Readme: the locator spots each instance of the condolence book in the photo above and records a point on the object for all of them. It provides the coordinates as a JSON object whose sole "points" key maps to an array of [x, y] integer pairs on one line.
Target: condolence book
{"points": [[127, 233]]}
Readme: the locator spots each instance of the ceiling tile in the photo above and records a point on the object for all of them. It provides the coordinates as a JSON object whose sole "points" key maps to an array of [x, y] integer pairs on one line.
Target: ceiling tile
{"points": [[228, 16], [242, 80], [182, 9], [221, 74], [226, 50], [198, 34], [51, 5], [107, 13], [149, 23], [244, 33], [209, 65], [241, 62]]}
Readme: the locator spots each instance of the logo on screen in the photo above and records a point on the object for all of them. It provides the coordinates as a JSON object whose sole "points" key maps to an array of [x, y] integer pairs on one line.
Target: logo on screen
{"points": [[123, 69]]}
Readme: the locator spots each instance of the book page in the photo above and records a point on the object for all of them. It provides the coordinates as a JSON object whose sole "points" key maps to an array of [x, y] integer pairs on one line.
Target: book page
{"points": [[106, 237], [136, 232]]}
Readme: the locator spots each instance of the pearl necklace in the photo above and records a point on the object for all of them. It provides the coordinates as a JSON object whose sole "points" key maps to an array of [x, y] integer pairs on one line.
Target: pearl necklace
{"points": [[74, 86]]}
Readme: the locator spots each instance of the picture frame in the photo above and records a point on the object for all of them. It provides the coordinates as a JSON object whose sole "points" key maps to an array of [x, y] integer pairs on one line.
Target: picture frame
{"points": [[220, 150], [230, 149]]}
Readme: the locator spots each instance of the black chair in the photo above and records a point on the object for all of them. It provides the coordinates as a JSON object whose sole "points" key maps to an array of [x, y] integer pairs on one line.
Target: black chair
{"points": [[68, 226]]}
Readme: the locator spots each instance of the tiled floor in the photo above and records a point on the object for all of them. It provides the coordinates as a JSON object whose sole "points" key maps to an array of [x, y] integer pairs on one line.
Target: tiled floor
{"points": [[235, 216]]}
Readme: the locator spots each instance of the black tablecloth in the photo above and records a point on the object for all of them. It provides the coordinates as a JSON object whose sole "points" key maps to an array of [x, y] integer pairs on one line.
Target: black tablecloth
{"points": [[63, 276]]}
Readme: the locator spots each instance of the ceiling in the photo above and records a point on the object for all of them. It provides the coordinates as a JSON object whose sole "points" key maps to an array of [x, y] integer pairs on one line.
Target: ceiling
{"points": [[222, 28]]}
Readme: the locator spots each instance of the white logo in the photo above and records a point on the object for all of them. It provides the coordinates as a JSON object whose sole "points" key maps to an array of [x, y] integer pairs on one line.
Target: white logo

- _What the exercise asks_
Can you repeat the data from the line holding "Readme: the locator spots each instance of the ceiling in" through the end of the data, both included, swapping "Target" for "Label" and leaving everything else as it is?

- _Exercise result_
Readme: the locator spots each instance of the ceiling in the photo above and records a point on the object for all of them. It provides the coordinates as a JSON object whose sole "points" key maps to an array of [x, y] integer pairs on one line.
Label: ceiling
{"points": [[222, 28]]}
Readme: the locator spots each instance of the white logo in the photo above and records a point on the object for all of them. It provides the coordinates as a JSON object whose sole "points" key maps to an array of [x, y] integer pairs on one line.
Label: white logo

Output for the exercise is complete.